**TEXT FOR ANALYSIS:**

Content starts

From baa3e82e56a647d0281135c8c279fa1c386e8f6c Mon Sep 17 00:00:00 2001
From: Tuomas Tikkanen <tuomas.tikkanen@hotmail.com>
Date: Mon, 20 May 2024 23:04:52 +0300
Subject: [PATCH] Fix: Limit the number of generated questions (#13596)

---
 .../llama_index/core/llama_dataset/generator.py   | 12 +++++++++++-
 .../core/llama_dataset/legacy/embedding.py        | 12 +++++++++++-
 .../finetuning/cross_encoders/dataset_gen.py      | 10 ++++++++++
 .../llama_index/finetuning/embeddings/common.py   | 12 +++++++++++-
 llama-index-finetuning/pyproject.toml             |  2 +-
 .../llama_index/packs/raft_dataset/base.py        | 15 +++++++++++++--
 .../llama-index-packs-raft-dataset/pyproject.toml |  2 +-
 7 files changed, 58 insertions(+), 7 deletions(-)

diff --git a/llama-index-core/llama_index/core/llama_dataset/generator.py b/llama-index-core/llama_index/core/llama_dataset/generator.py
index 065653485f..808ed7eb00 100644
--- a/llama-index-core/llama_index/core/llama_dataset/generator.py
+++ b/llama-index-core/llama_index/core/llama_dataset/generator.py
@@ -2,6 +2,7 @@
 from __future__ import annotations
 
 import re
+import warnings
 from typing import List, Optional
 
 from llama_index.core import Document, ServiceContext, SummaryIndex
@@ -78,6 +79,7 @@ class RagDatasetGenerator(PromptMixin):
     ) -> None:
         """Init params."""
         self._llm = llm or llm_from_settings_or_context(Settings, service_context)
+        self.num_questions_per_chunk = num_questions_per_chunk
         self.text_question_template = text_question_template or PromptTemplate(
             DEFAULT_QUESTION_GENERATION_PROMPT
         )
@@ -184,7 +186,15 @@ class RagDatasetGenerator(PromptMixin):
             ]
             cleaned_questions = [
                 question for question in cleaned_questions if len(question) > 0
-            ]
+            ][: self.num_questions_per_chunk]
+
+            num_questions_generated = len(cleaned_questions)
+            if num_questions_generated < self.num_questions_per_chunk:
+                warnings.warn(
+                    f"Fewer questions generated ({num_questions_generated}) "
+                    f"than requested ({self.num_questions_per_chunk})."

Content ends

Collected data entries:
Content starts

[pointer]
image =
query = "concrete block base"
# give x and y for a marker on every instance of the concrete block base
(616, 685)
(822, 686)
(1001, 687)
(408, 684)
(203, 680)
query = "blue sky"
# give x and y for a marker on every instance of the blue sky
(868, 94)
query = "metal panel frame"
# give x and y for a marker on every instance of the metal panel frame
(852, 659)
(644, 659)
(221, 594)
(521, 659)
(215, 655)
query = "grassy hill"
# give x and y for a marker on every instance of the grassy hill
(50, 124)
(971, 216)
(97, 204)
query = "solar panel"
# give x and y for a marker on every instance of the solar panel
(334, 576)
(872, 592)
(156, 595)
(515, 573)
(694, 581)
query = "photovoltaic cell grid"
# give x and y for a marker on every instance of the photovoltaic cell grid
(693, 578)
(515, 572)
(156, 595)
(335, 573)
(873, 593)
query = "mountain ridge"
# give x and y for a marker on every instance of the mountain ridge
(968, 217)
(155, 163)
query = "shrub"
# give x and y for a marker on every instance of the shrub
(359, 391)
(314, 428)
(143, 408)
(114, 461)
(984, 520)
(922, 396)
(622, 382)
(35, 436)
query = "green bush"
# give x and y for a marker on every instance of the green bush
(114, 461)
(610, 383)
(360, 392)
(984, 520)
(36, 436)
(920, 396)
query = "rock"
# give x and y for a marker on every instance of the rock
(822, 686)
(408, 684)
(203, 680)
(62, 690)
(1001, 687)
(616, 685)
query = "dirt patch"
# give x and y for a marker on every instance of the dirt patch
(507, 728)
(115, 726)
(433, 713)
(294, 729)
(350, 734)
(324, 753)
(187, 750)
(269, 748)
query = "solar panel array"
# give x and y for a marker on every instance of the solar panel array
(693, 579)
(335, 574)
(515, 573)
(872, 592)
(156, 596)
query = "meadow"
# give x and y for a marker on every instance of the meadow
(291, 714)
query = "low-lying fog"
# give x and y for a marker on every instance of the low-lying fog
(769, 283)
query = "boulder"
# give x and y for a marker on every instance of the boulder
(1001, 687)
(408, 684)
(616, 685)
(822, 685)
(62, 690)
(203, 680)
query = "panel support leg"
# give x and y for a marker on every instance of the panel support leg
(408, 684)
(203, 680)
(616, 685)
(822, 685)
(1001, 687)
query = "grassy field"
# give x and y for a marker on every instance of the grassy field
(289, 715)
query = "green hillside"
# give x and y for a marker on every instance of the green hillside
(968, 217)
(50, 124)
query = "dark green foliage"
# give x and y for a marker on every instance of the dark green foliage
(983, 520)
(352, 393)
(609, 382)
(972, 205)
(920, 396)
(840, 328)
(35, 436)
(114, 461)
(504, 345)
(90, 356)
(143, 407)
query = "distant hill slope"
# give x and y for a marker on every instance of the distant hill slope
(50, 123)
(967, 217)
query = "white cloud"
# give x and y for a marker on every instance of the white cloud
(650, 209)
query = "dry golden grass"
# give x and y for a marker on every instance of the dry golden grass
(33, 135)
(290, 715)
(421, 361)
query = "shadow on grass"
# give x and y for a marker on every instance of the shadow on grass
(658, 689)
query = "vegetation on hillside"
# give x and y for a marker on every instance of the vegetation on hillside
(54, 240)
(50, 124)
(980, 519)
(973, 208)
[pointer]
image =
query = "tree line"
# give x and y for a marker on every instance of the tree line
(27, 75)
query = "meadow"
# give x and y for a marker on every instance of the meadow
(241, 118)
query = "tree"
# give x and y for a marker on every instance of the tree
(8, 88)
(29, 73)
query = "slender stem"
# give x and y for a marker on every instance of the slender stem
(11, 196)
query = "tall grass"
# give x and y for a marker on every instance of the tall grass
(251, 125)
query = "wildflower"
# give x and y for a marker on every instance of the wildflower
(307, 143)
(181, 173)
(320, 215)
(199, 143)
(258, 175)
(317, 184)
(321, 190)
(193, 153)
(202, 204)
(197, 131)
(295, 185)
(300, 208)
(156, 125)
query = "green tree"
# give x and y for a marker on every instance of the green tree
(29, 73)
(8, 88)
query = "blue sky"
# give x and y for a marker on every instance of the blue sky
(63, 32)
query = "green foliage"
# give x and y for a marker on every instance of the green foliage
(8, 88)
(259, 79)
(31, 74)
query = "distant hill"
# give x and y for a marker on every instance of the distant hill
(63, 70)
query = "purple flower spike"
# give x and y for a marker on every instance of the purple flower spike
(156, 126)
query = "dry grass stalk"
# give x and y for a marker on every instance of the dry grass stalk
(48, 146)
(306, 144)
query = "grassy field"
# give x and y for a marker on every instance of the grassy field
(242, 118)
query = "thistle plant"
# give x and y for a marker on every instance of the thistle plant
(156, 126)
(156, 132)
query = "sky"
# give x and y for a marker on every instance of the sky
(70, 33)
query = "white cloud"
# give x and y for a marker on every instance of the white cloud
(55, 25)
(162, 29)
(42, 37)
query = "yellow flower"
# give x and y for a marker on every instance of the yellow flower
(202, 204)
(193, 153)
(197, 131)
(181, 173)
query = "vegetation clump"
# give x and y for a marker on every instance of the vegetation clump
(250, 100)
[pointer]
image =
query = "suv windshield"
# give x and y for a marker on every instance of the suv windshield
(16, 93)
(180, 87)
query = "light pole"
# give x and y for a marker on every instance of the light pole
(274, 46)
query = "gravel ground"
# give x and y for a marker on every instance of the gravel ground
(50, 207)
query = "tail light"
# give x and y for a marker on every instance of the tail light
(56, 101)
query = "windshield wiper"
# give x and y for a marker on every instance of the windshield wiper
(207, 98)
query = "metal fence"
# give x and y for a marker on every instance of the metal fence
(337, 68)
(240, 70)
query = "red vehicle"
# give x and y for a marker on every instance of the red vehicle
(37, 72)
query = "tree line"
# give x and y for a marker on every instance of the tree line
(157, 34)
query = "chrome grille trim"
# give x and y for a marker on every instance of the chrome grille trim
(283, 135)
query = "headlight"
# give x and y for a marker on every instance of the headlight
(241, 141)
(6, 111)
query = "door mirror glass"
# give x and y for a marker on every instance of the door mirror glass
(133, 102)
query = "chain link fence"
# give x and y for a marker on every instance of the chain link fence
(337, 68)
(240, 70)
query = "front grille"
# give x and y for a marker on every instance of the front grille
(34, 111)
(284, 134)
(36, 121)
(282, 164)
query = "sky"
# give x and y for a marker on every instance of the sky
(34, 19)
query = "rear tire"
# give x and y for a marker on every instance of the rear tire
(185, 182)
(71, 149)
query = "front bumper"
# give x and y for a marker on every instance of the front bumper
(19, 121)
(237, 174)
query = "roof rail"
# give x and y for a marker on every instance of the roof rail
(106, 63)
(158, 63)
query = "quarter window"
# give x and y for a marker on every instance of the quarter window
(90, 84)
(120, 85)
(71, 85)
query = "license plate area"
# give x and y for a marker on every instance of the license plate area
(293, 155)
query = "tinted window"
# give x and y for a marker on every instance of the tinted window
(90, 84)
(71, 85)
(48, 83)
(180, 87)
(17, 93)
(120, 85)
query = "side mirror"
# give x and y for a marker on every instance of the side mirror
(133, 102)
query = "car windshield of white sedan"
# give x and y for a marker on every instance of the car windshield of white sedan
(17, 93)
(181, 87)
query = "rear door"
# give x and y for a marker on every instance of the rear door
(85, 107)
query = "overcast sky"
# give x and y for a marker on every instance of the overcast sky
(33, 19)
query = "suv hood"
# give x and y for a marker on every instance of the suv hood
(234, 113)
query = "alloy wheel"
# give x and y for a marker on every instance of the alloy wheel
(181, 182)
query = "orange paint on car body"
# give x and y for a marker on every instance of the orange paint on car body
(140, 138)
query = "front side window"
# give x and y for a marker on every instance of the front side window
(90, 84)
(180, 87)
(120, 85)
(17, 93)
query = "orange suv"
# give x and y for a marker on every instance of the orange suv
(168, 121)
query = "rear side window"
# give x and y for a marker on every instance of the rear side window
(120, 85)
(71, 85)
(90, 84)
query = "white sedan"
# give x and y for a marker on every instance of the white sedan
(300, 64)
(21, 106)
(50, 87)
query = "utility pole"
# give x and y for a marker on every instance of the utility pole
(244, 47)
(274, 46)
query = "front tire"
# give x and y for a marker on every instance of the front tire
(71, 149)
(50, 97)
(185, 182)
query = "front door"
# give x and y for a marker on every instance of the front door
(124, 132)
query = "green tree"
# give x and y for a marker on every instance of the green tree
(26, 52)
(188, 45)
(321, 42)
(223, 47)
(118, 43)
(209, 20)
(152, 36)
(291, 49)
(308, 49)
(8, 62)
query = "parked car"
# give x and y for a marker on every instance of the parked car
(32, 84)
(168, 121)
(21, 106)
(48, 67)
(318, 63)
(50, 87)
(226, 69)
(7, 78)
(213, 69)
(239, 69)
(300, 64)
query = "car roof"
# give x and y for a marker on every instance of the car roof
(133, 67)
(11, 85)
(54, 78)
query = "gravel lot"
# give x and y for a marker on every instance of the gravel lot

Content ends
Content starts

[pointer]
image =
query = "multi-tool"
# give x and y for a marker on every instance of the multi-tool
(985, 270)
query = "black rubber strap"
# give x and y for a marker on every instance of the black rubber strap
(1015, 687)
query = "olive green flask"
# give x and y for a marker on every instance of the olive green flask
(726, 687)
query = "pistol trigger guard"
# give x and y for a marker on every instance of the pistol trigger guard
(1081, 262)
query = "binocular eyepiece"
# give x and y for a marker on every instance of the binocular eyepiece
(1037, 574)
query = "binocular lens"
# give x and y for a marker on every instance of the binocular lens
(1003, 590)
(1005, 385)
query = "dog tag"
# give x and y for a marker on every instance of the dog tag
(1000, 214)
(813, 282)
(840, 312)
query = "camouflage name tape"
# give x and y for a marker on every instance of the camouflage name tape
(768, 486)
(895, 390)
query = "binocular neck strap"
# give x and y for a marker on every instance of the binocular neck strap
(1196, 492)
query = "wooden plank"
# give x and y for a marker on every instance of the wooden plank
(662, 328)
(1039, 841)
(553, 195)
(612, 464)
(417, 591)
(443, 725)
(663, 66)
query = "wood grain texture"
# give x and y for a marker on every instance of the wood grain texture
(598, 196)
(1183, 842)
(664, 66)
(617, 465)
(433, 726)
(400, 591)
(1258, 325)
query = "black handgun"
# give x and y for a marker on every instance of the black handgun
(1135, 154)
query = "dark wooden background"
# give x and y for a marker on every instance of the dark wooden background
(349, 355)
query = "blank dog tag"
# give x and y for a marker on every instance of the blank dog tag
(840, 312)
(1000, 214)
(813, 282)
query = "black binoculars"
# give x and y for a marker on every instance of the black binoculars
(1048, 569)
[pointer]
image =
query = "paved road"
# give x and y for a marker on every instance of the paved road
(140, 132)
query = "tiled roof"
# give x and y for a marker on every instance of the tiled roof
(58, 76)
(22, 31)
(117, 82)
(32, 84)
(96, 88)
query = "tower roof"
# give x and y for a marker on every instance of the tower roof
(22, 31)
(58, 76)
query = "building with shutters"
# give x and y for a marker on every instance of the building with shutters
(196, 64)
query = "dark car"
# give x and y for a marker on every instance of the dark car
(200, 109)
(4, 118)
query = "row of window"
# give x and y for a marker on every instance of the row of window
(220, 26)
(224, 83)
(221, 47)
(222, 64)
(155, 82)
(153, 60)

Content ends

**QUESTIONS ON THE MATERIAL:**
[1] Decide whether each statement below agrees with the patch on limiting generated questions. For each, answer yes or no and quote the deciding words of the patch. (a) The patch changes seven files. (b) The patch adds an import of the logging module to generator.py. (c) In generator.py, the list of cleaned questions is cut to the value of self.num_questions_per_chunk.
[2] Go on with the patch on limiting generated questions from its last line.

**REPLIES:**
[1]
(a) Yes: "7 files changed, 58 insertions(+), 7 deletions(-)".
(b) No: "+import warnings".
(c) Yes: "][: self.num_questions_per_chunk]".

[2]
+                )
+
             index = summary_indices[idx]
             reference_context = nodes[idx].text
             model_name = self._llm.metadata.model_name
diff --git a/llama-index-core/llama_index/core/llama_dataset/legacy/embedding.py b/llama-index-core/llama_index/core/llama_dataset/legacy/embedding.py
index 41ad4e61f2..ad3922471a 100644
--- a/llama-index-core/llama_index/core/llama_dataset/legacy/embedding.py
+++ b/llama-index-core/llama_index/core/llama_dataset/legacy/embedding.py
@@ -2,6 +2,7 @@
 import json
 import re
 import uuid
+import warnings
 from typing import Dict, List, Tuple
 
 from llama_index.core.bridge.pydantic import BaseModel
@@ -89,7 +90,16 @@ def generate_qa_embedding_pairs(
         questions = [
             re.sub(r"^\d+[\).\s]", "", question).strip() for question in result
         ]
-        questions = [question for question in questions if len(question) > 0]
+        questions = [question for question in questions if len(question) > 0][
+            :num_questions_per_chunk
+        ]
+
+        num_questions_generated = len(questions)
+        if num_questions_generated < num_questions_per_chunk:
+            warnings.warn(
+                f"Fewer questions generated ({num_questions_generated}) "
+                f"than requested ({num_questions_per_chunk})."
+            )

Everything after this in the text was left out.